145655, Royal Engineers, 79th Field Company

Edwin Schofield Pickard was born in Birstall on the 13th September 1886 and baptised at St. Peter’s Church Birstall on the 6th October 1886. He was the second child and eldest son of Frank Simpson Pickard and his wife, Mary Elizabeth (nee Schofield), who married in early 1883. The couple had six children, the four eldest being born in Birstall and the youngest two born in Appleby Bridge.

In 1891 the family were living in Shipley, where Frank Pickard was employed as a draper, but by 1901, Bradford-born Frank, wife Mary and their six children were living in Horbury where he worked as a woollen cloth miller. Edwin Pickard, then aged 14, was a football stitcher for a local athletic goods manufacturer. By 1911 Edwin was still living in Horbury but he was now boarding at the home of his married sister at Ring O’ Bells Yard, and still working as a football stitcher. Two of his sisters, Laura and June, aged 22 years and 19 years, were also living in the same house as boarders.

At the age of 29 years and 2 months, Edwin Schofield Pickard of 8, Albert Street, Ossett enlisted at Ossett on the 7th December 1915 and joined the Royal Engineers, 79th Field Company with service number 145655. He was 5’ 3” tall with a 31” chest measurement. His father Frank was named as his next-of-kin. Edwin Pickard was posted to army reserve until the 8th December 1915, mobilised on the 1st March 1916 and then posted to the Royal Engineer’s Army Ordnance Depot at Chatham, Kent as a harness maker. He embarked for France on the 22nd August 1916.

Sapper Edwin Pickard was killed on the 22nd October 1917 and his mother subsequently received an allotment of his pay to the value of 7/- which was the army pay due to Edwin at the time of his death. In 1917, the army returned Edwin’s surviving effects to his father at Albert Street, Ossett. They comprised letters in a case, wallet, religious book, disc, and ring. Edwin Schofield Pickard was posthumously awarded the British and Victory medals.

**Request**
Summarize the Pickard biography in two sentences. The items below are separate material with no connection to the Pickard biography.

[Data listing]
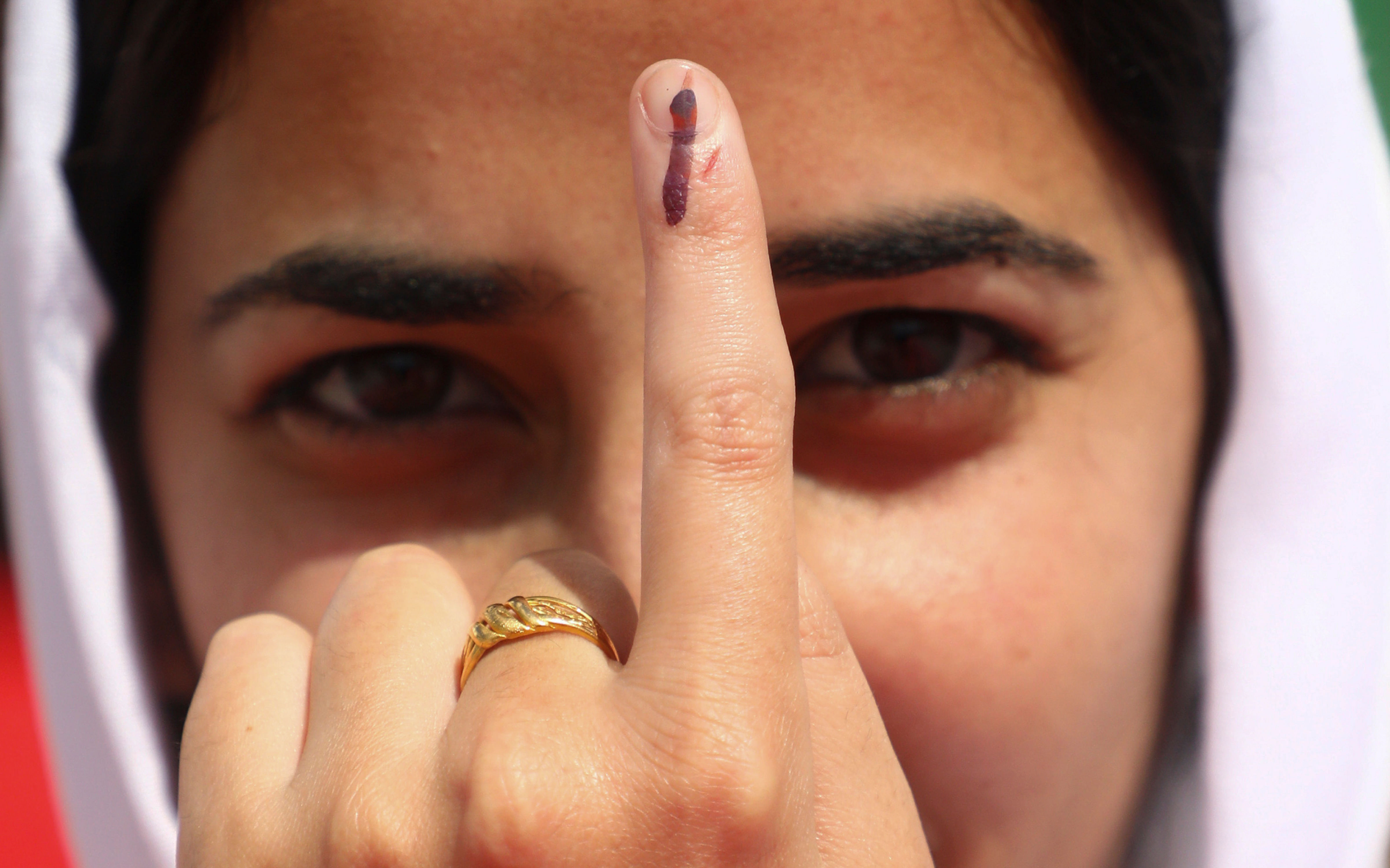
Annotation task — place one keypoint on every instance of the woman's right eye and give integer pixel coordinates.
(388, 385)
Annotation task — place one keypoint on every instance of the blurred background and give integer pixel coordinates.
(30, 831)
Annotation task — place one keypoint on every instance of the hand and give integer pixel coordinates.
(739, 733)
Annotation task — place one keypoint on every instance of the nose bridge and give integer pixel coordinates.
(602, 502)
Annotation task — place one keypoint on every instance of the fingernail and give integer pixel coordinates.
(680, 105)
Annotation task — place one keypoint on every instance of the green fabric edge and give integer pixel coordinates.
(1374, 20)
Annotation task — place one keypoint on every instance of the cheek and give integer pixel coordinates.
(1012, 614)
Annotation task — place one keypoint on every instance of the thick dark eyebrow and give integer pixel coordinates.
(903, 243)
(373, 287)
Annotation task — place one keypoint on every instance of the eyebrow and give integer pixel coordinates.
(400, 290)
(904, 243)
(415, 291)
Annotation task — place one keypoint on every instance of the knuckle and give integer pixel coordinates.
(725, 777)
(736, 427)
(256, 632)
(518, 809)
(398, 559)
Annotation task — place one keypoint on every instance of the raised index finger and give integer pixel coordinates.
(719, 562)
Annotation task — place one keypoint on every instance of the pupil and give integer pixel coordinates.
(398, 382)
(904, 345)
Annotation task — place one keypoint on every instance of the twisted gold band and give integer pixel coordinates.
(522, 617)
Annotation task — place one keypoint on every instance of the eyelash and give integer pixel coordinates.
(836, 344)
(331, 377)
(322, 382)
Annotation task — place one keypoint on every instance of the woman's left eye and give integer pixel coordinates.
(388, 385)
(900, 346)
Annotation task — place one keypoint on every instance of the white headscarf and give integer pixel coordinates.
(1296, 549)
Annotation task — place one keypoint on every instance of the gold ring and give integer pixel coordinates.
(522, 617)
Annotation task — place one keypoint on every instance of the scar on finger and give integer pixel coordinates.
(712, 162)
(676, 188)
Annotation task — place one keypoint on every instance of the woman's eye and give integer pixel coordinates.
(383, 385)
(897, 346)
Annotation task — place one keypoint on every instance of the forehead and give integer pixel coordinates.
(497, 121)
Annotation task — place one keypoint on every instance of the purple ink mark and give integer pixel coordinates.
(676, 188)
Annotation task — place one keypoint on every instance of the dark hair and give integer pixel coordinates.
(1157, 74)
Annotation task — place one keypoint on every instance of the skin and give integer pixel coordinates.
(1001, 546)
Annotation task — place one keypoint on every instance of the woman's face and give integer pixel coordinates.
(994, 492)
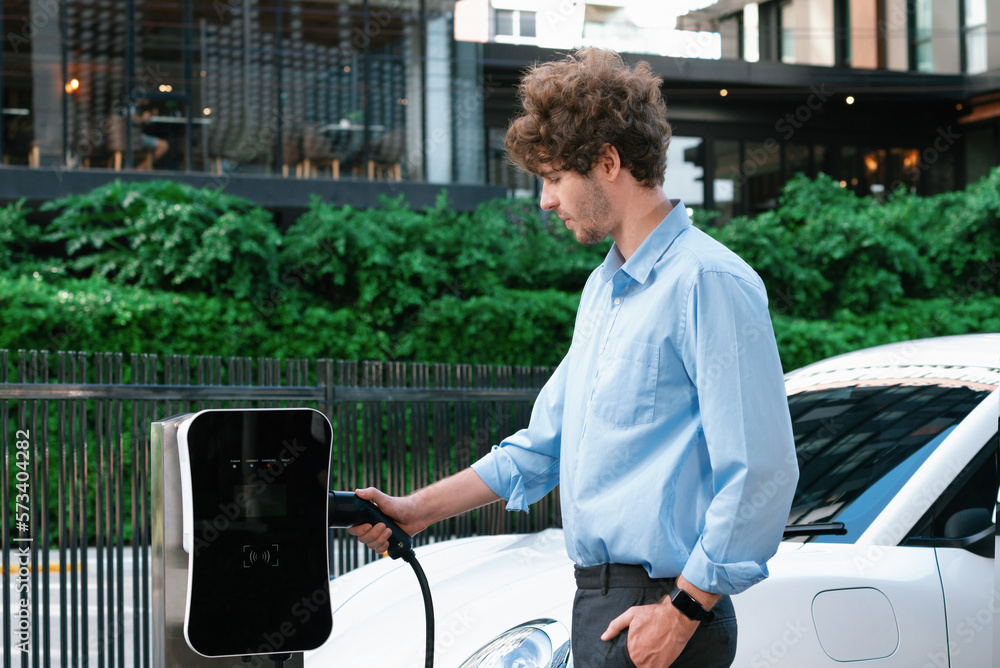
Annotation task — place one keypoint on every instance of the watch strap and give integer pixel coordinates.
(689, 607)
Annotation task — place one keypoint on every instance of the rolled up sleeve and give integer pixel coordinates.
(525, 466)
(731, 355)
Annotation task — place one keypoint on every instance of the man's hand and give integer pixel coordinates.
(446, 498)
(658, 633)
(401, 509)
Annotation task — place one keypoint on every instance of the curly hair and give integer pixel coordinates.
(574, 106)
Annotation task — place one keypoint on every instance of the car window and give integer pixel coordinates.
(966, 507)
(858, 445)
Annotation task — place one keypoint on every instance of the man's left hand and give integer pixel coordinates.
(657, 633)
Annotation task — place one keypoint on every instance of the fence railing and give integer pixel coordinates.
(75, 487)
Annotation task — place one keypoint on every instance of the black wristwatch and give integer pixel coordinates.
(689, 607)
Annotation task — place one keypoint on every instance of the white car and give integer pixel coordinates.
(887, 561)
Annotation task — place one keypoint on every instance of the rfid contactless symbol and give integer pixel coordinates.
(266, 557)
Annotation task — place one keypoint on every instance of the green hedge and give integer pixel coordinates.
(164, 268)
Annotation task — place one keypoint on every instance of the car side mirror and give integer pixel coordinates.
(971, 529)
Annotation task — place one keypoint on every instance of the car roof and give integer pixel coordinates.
==
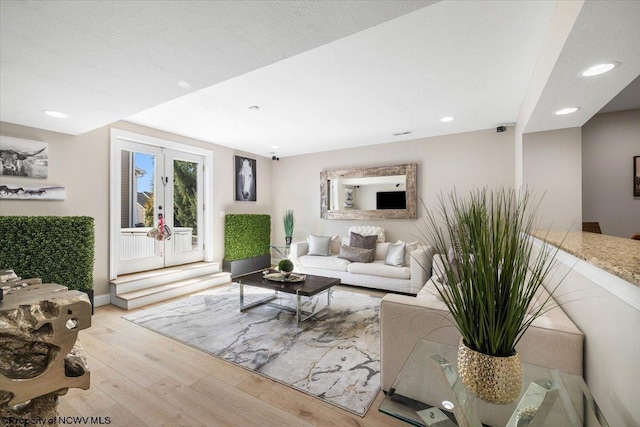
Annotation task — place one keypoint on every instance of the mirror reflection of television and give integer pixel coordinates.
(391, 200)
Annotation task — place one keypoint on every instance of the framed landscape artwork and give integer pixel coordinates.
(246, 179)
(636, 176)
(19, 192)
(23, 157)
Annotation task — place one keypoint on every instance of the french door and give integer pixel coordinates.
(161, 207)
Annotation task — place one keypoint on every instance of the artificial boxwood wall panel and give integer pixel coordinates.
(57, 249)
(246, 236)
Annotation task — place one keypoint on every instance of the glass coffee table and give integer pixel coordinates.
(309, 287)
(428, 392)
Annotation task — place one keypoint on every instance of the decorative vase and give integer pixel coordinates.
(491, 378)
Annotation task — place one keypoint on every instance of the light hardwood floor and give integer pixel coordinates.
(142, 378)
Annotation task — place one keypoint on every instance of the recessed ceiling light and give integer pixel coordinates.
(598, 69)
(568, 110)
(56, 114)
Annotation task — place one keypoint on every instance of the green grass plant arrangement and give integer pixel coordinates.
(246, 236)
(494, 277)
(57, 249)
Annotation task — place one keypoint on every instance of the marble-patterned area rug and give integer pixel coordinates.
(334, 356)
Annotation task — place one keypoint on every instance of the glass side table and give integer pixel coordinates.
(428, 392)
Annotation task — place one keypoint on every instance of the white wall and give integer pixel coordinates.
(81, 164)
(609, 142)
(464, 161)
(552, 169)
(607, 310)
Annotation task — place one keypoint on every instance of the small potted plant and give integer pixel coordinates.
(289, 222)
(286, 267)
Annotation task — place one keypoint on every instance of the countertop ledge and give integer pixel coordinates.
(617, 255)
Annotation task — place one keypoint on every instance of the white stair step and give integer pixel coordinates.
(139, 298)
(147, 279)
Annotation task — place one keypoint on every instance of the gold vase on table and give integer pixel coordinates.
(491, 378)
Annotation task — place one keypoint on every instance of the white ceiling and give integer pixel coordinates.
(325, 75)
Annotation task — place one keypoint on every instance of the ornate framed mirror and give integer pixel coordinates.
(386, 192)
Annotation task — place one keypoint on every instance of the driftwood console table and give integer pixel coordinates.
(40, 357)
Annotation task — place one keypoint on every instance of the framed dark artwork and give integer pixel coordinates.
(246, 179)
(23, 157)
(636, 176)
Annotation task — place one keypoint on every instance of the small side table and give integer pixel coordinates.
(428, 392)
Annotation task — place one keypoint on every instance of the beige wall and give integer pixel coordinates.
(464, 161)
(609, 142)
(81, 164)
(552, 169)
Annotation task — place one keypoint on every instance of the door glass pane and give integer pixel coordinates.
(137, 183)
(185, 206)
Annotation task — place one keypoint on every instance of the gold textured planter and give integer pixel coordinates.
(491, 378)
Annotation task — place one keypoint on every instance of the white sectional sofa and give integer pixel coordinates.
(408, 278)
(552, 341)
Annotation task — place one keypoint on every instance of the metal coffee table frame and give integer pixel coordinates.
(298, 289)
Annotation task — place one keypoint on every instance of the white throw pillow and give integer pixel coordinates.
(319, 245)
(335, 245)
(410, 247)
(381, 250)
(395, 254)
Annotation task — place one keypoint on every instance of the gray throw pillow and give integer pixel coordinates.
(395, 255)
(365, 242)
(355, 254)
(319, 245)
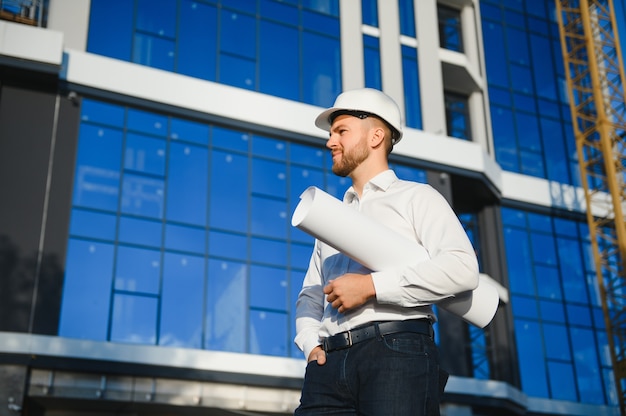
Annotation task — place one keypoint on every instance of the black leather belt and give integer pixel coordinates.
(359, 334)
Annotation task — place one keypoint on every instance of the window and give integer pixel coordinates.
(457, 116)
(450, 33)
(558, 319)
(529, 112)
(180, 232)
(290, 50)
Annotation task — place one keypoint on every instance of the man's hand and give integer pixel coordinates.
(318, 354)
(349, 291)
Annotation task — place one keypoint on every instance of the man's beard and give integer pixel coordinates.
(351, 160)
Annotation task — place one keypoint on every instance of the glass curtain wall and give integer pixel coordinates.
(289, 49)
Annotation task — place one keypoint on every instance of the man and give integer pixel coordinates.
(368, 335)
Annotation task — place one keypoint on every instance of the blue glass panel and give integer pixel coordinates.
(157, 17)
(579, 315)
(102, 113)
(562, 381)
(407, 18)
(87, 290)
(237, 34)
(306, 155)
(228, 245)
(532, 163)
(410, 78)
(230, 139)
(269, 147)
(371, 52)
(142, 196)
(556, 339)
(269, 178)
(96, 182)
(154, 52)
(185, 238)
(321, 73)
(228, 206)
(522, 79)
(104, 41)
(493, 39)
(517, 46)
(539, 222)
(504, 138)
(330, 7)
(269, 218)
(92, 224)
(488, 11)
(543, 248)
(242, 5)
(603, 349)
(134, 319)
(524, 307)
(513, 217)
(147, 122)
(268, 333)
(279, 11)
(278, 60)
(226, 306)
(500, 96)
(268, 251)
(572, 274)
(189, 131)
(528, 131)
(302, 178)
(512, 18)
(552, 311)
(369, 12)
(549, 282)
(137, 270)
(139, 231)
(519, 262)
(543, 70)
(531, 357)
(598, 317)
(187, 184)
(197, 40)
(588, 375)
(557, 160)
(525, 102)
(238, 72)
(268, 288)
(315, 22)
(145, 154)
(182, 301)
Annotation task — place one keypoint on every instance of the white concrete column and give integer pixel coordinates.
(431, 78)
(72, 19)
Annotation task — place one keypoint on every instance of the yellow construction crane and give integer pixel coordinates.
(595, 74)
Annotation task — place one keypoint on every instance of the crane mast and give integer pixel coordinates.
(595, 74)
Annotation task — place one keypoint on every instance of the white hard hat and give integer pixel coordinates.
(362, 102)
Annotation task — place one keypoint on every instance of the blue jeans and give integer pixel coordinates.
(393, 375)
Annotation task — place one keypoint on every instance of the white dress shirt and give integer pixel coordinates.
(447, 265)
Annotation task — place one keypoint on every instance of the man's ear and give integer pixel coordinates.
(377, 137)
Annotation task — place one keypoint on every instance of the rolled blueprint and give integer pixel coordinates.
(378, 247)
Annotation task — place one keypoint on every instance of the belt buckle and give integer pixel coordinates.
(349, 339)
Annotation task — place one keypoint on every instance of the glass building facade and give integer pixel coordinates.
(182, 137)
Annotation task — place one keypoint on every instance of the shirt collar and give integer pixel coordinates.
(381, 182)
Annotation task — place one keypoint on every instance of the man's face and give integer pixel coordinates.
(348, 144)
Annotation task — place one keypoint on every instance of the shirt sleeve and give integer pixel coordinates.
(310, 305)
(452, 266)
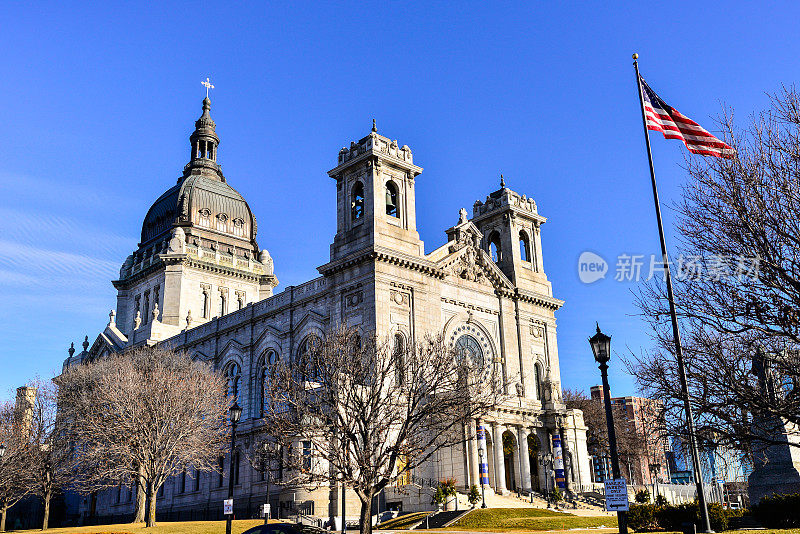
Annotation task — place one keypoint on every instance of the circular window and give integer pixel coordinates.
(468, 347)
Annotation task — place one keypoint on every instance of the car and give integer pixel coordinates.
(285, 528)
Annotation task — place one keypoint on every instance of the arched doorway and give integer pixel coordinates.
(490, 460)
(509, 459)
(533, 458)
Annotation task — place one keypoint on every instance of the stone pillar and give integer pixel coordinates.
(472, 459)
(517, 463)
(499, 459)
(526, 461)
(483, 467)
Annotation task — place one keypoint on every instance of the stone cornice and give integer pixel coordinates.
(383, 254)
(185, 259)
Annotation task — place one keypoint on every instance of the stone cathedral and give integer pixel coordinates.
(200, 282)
...
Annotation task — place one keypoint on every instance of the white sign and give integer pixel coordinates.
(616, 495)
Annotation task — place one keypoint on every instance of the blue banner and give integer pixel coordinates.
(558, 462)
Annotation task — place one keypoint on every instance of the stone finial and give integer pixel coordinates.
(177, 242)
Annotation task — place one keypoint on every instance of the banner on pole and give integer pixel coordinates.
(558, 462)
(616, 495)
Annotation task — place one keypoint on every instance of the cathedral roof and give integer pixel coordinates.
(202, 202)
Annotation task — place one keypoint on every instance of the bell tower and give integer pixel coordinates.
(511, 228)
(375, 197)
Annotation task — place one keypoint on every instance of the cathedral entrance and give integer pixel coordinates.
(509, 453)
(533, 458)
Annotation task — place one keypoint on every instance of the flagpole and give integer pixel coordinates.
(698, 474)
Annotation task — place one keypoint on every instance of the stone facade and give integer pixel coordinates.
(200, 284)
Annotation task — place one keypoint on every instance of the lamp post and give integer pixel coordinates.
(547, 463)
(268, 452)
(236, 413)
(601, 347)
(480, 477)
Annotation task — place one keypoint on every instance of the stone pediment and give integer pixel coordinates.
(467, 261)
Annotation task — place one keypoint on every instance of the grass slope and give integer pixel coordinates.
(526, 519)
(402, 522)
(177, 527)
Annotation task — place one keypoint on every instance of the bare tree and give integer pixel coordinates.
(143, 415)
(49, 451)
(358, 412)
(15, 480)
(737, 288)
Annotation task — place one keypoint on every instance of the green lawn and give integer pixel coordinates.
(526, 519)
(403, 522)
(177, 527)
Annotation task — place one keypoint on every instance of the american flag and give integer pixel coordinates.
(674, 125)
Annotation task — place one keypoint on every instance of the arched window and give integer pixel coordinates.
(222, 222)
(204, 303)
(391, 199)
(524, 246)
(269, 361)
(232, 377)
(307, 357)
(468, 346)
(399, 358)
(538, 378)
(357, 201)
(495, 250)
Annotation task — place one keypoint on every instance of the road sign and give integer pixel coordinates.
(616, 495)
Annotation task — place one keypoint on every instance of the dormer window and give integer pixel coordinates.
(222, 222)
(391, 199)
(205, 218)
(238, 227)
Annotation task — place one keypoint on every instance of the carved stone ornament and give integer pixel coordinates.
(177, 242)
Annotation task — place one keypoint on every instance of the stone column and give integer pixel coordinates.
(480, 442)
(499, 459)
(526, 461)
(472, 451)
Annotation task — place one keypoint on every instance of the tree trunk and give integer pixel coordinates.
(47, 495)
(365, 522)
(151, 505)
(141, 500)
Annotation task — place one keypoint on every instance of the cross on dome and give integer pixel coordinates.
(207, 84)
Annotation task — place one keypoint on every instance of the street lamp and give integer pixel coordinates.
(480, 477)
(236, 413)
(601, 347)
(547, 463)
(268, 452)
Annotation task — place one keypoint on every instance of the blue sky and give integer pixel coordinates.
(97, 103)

**Reply to the exercise**
Edwin Schofield Pickard, born in Birstall in 1886, lived with his family in Shipley and later Horbury, where he worked as a football stitcher. He enlisted at Ossett in December 1915 in the Royal Engineers, 79th Field Company, embarked for France in August 1916, was killed on 22 October 1917, and was posthumously awarded the British and Victory medals.